::: Records

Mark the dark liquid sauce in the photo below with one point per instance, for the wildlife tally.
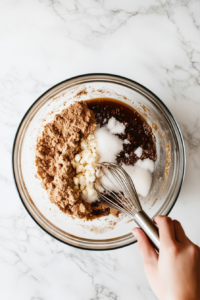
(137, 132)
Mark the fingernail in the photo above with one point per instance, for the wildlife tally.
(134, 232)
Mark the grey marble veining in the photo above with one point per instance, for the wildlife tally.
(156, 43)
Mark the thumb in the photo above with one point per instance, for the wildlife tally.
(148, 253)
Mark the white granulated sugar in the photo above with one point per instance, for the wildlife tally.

::::::
::: Records

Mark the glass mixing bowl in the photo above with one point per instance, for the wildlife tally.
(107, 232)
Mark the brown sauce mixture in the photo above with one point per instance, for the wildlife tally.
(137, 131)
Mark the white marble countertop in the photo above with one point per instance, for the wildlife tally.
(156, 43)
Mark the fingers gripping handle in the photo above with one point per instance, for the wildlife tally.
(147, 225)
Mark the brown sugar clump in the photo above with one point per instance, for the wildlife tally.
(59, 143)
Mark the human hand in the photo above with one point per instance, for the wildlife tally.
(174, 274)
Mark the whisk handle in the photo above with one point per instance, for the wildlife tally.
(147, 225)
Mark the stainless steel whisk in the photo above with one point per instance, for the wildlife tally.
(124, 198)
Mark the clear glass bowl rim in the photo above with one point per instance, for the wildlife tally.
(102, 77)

::::::

◆ **Work order**
Among the records above, a stretch begins at the line containing "Mark the grey" and ends at the line containing "Mark the white granulated". Restate that stretch word for word, and nothing else.

◆ **Exercise solution**
Mark the grey marble veining in the photo above with one point per instance, for the wildlife tally.
(156, 43)
Mark the thumb in the photo above with one point per instance, for the wildlife tally.
(148, 253)
Mark the white granulated sugar in the photo above with one point per instance, for the wildlife tally.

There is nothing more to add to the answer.